● Verilen Metin
——

19 Haziran 2014 Perşembe

GİRİŞ



Uzun zamandır aklımda olan bu projeyi sanatta yeterlik programında Grafik Tasarım dersi kapsamında Yrd. Doç. Ülkü Gezer hocamın yönlendirmesi ile hayata geçireceğim için mutluyum. Türkiye'nin tanıtımını yapma fikri dersin kapsamında oluştu. Benim düşündüğüm daha çok gezip gördüğüm (Türkiye'de veya yurtdışında) yerleri arkadaşlarım dışında başkalarıyla da paylaşmaktı. Fakat dersin içeriği beni daha lokal düşünmeye zorladı.

——

● Veri Bölümü
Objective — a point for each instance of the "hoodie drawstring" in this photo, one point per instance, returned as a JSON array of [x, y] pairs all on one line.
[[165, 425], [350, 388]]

——

● Çalışma Yönergeleri
(a) Verilen metinde yazar, gezip gördüğü yerleri paylaşma fikrinden daha yerel bir konuya yöneliyor. Metne göre bunun sebebini bir ila üç cümleyle açıklayın.
(b) Türkiye tanıtım projesini anlatan verilen metni, son cümlesinin ardından sürdürün.

● Verilen Cevaplar
(a) Yazar başlangıçta Türkiye'de veya yurtdışında gezip gördüğü yerleri arkadaşları dışındaki kişilerle de paylaşmayı düşünüyordu. Ancak Grafik Tasarım dersinin içeriği onu daha lokal düşünmeye zorladı. Türkiye'nin tanıtımını yapma fikri de bu ders kapsamında oluştu.

(b)
Elbette Türkiye’nin tam ve donanımlı bir tanıtımını yapmak tek başına bir blogla imkansızdır. Benim sizinle neleri paylaşacağım konusu ise şöyledir. Gezip gördüğüm yerleri her şeyiyle paylaşmak blog ruhunu aykırı, dolayısıyla ben daha çok tarihi yerleri ve gezintilerim esnasında hoşlandığım mekanları ve bu mekanların lezzetleri üzerine yazmaya çalışacağım. Ayrıca buralarla ilgili çektiğim fotoğrafları da paylaşacağım.

Bu blogda; “GEZDİM”, “GÖRDÜM”, “ÇEKTİM”, “YAZDIM” başlıklı dört ayrı buton yer almaktadır. Blogda yazıların ve çekilen fotoğrafların hepsi ana sayfada gösterilmekle beraber, istendiği takdirde ayrı başlıklardaki butonlara tıklanarak yazı ve fotoğraflara bağımsız bir şekilde ulaşılmaktadır.
Gezdim butonuna bastığınızda; Türkiye’nin büyük şehirlerinden küçük kasabalarına kadar gezdiğim, beğendiğim veya eleştirdiğim yerlere dair küçük notlar okuyacak ve fotoğraflar göreceksiniz.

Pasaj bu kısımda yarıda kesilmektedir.